### Given entries
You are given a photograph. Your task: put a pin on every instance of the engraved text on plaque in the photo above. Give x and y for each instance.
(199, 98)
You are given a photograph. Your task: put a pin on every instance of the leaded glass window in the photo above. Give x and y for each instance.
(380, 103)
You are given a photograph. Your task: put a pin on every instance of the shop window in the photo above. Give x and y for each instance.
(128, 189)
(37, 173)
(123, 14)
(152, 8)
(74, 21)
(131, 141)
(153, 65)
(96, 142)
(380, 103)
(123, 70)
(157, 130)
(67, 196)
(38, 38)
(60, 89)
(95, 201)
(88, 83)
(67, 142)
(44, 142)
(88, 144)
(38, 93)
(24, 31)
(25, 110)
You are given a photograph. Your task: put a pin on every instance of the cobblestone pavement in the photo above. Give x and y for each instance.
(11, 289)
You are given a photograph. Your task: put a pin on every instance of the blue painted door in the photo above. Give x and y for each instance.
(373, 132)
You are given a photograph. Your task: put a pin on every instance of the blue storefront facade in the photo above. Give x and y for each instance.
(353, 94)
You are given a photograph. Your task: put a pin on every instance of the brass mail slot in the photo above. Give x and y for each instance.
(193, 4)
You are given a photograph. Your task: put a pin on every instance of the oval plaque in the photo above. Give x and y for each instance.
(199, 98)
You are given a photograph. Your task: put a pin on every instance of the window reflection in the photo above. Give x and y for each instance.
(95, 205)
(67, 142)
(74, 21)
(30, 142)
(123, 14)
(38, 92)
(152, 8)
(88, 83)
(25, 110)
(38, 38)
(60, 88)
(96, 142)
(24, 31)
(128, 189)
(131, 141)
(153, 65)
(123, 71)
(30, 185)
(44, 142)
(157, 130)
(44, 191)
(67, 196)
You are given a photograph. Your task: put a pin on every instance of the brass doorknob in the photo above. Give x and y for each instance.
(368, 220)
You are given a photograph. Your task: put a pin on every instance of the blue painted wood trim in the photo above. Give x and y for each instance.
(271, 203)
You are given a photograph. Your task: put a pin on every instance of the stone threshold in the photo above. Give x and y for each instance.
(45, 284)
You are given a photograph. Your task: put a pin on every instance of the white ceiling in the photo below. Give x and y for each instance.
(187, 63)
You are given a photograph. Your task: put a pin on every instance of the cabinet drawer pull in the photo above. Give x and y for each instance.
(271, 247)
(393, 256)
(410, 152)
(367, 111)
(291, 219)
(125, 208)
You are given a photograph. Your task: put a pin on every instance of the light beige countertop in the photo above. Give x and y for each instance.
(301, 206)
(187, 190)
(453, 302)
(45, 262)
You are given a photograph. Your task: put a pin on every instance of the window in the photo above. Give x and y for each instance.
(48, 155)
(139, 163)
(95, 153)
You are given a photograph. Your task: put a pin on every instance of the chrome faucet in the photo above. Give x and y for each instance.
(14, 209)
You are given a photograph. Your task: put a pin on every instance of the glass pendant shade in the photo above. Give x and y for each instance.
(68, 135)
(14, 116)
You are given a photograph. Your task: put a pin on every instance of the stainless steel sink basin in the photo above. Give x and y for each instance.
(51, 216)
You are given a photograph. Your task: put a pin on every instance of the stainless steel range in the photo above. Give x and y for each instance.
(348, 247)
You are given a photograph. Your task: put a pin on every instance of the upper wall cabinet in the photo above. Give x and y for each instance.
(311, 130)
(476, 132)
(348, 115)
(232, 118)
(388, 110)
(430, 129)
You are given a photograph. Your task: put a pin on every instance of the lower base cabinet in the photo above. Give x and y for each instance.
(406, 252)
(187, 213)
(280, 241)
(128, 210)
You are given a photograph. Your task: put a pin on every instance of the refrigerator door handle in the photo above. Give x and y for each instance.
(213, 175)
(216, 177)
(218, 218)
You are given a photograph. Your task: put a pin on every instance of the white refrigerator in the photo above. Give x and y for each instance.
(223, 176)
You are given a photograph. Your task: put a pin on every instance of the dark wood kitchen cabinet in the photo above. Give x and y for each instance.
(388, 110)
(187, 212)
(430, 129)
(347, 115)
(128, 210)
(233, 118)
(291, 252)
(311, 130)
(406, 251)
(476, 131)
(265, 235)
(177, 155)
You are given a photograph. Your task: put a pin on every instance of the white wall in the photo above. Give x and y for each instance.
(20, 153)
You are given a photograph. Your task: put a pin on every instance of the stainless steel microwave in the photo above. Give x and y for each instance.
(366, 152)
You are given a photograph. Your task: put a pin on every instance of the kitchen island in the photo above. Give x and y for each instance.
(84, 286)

### What you need to do
Please make the answer a complete, exact reproduction of the records.

### Output of the exercise
You are given a photograph. Your task: put a pin on every instance of the engraved text on plaque in the photo above. Give x and y for each instance.
(199, 98)
You are given a photograph. Your task: put a pin on every instance of the leaded glass window in the photo above. Give x and y for each instance.
(380, 103)
You are given a photograph. Your task: put a pin on every instance of the shop window in the photo above. Give x and y for each instance.
(128, 189)
(37, 173)
(123, 14)
(152, 8)
(74, 21)
(131, 141)
(153, 65)
(96, 142)
(380, 103)
(123, 70)
(157, 130)
(67, 196)
(38, 38)
(60, 89)
(95, 201)
(88, 83)
(67, 142)
(44, 142)
(88, 144)
(38, 93)
(24, 31)
(25, 110)
You are given a photograph. Your task: put a pin on every instance of the cobblestone pavement in the photo above. Give x and y for each instance.
(11, 289)
You are given a photograph. Your task: put a pin on every instance of the blue painted door in the photo above. Give x and y for each instance.
(373, 132)
You are given a photograph. Your task: put a pin on every instance of the blue storefront facade in the photo above. Give x and y for each instance.
(353, 94)
You are given a photograph. Your task: put a pin on every instance of the brass mail slot in the photo above. Give x and y for each instance.
(193, 4)
You are given a photograph. Your task: put a pin on every instance of the oval plaque in the photo above. Give x and y for each instance.
(199, 98)
You are given a photograph. Your task: put a pin on every instance of the window reflection in the photo above. Give x and y for each instance.
(95, 205)
(67, 142)
(74, 21)
(30, 142)
(123, 14)
(38, 92)
(152, 8)
(88, 83)
(25, 110)
(38, 38)
(60, 88)
(96, 142)
(24, 31)
(128, 189)
(131, 141)
(153, 65)
(123, 71)
(30, 185)
(44, 142)
(157, 130)
(44, 191)
(67, 196)
You are given a photograph. Your task: put a pin on every instance of the brass doorknob in the photo above. Give x and y for each instance.
(368, 220)
You are given a photograph. Your task: put a pin on every instance of the blue painted wood trim in the photo above. Give x and y for each instance.
(271, 203)
You are given a photograph. Your task: put a pin on every instance of the stone threshold in the photo above. Give x and y for each instance.
(45, 284)
You are given a photograph. Your task: put a pin on every instance of the white ceiling in the photo below. Give x and y for each instance.
(187, 63)
You are given a photograph. Your task: put a pin on every instance of the cabinet drawer pull in the photo above. Give x and y for each instance.
(271, 247)
(393, 256)
(410, 152)
(367, 111)
(291, 219)
(125, 208)
You are given a photograph. Your task: put a pin on every instance of the light beige countertop in the photo above. Give x and y for each instance.
(301, 206)
(187, 190)
(453, 302)
(45, 262)
You are given a photograph. Your task: put a pin on every instance of the window in the photo above. Give x and y for each instance.
(48, 155)
(139, 163)
(95, 153)
You are given a photograph. Your task: put a pin on every instance of the chrome faucet in the photo above. Give x and y for each instance.
(14, 209)
You are given a photograph. Your task: put a pin on every instance of the glass pendant shade in the photo above. Give x and y for each instance.
(68, 135)
(14, 116)
You are given a photograph. Your task: put a pin on every instance of the stainless steel sink basin in the photo above. Give x and y for each instance.
(51, 216)
You are given a photograph. Your task: put a pin on every instance of the stainless steel range in the photo above. Give x and y for each instance.
(348, 247)
You are given a photograph. Your task: put a pin on every instance of the upper wall cabinet in the photo above. Give x and y for each instance.
(311, 130)
(476, 132)
(348, 115)
(232, 118)
(388, 110)
(430, 129)
You are given a photograph. Your task: put a pin on every instance of the lower base cabinet in the photo above. Give x and y for each instance.
(406, 252)
(187, 213)
(280, 241)
(128, 210)
You are given a photograph. Your task: put a pin on every instance of the refrigerator door handle in the photo above. Give x and y for each instance.
(213, 175)
(216, 177)
(218, 218)
You are given a photograph. Your task: put a pin on every instance of the white refrigerator in the photo above. Give x and y for each instance.
(223, 176)
You are given a photograph. Your task: put a pin on every instance of the dark wood kitchen cabinet in the photo above. Give x and y for each instance.
(388, 110)
(187, 212)
(430, 129)
(347, 115)
(128, 210)
(233, 118)
(291, 252)
(311, 130)
(406, 251)
(476, 131)
(265, 235)
(177, 155)
You are given a photograph. Your task: put a pin on every instance of the white wall in the photo above. Give x and y for each instance.
(20, 153)
You are given a photograph. Your task: put a pin on every instance of the stainless steel microwave in the photo above. Give x and y for each instance.
(366, 152)
You are given a photograph. Your task: put a pin on every instance of the kitchen island in the photo above. Give x and y for each instance.
(84, 286)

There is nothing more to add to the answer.